Task objective
Identify each line in the listing below that contains the string "reflection", and copy every one of those lines.

[Items stored from a collection]
····················

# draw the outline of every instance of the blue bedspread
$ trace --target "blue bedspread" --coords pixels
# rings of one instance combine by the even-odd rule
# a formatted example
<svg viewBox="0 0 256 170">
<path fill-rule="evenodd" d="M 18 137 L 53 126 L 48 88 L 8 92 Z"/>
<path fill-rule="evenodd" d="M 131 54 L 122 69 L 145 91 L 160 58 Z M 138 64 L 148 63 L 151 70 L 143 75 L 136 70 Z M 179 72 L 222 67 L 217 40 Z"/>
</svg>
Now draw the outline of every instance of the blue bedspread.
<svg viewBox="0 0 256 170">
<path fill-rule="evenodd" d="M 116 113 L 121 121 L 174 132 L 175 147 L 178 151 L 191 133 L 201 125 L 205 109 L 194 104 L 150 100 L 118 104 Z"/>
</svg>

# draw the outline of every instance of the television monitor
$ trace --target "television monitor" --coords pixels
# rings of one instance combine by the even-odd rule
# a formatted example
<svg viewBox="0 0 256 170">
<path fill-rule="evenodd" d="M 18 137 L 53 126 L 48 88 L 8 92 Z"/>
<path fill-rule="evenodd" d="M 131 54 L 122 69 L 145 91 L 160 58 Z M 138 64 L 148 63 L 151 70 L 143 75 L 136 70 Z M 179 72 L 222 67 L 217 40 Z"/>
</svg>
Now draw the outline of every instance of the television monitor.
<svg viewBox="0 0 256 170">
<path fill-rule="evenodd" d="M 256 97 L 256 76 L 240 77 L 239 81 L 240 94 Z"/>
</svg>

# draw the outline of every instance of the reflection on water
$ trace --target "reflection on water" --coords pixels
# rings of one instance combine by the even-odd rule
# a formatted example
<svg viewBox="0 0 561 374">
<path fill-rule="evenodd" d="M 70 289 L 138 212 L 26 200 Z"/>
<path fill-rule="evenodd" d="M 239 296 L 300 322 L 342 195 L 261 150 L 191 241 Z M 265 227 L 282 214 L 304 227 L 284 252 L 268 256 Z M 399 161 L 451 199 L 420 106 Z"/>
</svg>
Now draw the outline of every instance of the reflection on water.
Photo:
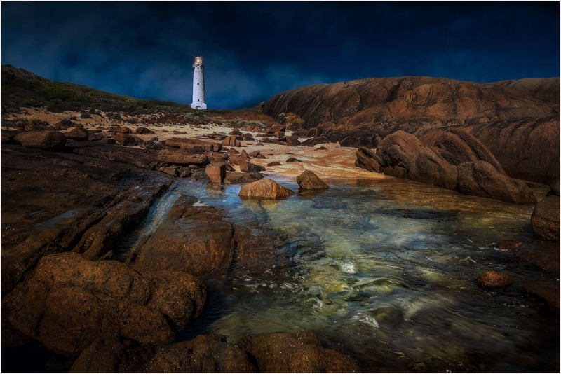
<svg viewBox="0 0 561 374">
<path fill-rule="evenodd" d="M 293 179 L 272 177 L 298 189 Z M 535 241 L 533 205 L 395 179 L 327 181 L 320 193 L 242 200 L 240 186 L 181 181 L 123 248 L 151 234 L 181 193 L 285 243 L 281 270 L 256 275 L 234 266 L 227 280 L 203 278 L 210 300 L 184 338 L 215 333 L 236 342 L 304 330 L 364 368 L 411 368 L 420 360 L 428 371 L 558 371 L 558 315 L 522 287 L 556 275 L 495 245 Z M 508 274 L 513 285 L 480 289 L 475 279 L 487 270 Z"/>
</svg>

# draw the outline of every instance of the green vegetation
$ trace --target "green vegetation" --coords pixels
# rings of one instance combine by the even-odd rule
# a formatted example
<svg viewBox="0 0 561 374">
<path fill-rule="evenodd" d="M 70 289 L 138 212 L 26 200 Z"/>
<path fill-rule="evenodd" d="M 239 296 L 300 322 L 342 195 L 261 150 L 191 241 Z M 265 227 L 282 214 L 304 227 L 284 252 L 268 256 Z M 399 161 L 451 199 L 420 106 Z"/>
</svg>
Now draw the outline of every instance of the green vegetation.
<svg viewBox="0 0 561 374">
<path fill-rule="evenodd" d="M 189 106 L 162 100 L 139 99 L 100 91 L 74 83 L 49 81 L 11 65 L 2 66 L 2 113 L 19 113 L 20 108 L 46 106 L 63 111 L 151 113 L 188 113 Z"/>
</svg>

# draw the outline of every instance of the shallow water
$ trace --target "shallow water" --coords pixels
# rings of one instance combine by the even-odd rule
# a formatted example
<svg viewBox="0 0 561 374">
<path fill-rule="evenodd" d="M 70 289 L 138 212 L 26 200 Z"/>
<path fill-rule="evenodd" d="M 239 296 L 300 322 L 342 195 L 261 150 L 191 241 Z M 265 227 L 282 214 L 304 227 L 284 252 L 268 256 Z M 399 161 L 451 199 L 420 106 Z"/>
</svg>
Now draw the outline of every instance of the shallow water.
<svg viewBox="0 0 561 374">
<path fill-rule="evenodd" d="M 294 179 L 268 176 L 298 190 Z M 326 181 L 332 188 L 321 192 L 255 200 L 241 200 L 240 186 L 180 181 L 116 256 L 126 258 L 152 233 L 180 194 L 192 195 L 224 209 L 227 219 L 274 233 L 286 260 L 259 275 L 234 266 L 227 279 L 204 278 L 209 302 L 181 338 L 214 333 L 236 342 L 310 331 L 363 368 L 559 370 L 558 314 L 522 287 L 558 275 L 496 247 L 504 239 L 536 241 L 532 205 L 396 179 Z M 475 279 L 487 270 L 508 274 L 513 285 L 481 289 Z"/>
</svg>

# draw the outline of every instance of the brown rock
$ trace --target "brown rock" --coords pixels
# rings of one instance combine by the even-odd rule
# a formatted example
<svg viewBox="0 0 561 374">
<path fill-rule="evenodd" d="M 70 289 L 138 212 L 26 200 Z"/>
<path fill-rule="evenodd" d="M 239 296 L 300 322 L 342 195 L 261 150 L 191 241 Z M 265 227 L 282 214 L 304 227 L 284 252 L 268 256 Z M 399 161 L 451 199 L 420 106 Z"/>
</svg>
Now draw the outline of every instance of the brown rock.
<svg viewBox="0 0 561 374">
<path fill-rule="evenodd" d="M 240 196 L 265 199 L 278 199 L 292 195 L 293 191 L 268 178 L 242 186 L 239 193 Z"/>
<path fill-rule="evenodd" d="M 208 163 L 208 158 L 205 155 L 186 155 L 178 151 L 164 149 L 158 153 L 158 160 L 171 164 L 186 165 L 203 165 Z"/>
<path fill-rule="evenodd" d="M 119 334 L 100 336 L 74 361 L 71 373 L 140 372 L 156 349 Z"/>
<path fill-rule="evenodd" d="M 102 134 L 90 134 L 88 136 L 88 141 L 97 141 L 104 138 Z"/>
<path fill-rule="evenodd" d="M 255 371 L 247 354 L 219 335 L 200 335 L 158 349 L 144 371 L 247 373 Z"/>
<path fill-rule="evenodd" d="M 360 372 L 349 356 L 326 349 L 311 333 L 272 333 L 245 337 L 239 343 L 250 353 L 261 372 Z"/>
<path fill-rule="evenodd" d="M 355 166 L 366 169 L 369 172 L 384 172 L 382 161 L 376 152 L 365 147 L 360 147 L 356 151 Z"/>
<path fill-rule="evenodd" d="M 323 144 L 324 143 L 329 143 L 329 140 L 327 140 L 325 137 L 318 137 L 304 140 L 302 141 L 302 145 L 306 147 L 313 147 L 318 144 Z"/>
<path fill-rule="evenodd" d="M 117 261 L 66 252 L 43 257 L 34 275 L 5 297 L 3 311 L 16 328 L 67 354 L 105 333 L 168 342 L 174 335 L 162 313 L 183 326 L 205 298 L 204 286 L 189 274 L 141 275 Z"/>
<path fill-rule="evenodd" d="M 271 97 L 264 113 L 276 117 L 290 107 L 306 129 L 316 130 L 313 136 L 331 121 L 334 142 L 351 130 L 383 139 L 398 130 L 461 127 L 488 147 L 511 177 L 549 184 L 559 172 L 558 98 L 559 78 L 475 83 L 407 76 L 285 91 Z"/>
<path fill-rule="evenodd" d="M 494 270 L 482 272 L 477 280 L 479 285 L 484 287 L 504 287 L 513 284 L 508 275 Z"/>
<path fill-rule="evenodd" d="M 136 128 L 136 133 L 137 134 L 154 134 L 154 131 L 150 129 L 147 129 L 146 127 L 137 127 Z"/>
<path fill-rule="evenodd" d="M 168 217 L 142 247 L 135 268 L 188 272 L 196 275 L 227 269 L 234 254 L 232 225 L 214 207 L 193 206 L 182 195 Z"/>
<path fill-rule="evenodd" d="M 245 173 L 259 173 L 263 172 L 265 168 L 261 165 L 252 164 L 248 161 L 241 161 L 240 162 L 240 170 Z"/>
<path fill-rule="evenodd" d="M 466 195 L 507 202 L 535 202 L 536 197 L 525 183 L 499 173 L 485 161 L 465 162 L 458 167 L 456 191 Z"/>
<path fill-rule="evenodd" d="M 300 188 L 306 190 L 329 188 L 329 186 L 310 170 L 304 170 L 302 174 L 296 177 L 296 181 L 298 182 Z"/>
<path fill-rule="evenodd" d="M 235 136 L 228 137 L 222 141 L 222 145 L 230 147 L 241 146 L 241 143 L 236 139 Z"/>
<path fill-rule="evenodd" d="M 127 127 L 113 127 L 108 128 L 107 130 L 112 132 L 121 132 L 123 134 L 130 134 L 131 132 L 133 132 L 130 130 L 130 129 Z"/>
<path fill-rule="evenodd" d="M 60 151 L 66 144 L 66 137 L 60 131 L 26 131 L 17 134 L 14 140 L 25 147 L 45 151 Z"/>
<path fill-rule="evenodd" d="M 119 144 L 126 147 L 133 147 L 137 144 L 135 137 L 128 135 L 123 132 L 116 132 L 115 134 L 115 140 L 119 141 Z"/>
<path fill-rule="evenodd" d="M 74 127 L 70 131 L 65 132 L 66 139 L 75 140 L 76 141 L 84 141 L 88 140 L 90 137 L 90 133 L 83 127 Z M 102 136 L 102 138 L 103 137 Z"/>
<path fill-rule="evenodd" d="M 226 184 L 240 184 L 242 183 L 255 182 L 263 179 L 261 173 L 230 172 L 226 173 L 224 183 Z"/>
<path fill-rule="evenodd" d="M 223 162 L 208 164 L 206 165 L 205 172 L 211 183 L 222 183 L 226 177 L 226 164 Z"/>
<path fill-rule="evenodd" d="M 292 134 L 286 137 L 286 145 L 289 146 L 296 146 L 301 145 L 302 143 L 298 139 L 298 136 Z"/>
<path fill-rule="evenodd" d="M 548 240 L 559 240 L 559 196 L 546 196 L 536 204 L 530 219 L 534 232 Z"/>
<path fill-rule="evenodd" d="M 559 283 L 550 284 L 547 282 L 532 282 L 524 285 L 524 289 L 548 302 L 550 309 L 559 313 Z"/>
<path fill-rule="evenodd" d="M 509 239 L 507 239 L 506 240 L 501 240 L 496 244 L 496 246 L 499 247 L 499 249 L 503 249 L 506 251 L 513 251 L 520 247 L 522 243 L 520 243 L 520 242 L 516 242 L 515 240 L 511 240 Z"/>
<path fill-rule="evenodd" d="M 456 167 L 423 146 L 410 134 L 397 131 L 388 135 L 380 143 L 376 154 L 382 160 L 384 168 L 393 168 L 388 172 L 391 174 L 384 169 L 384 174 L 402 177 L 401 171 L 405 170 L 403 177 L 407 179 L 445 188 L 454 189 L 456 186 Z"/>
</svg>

····················

Right answer
# draw the outline of every instance of the reflection on water
$ trace --target "reflection on water" --coords pixels
Now draw the outline of every instance of the reflection on water.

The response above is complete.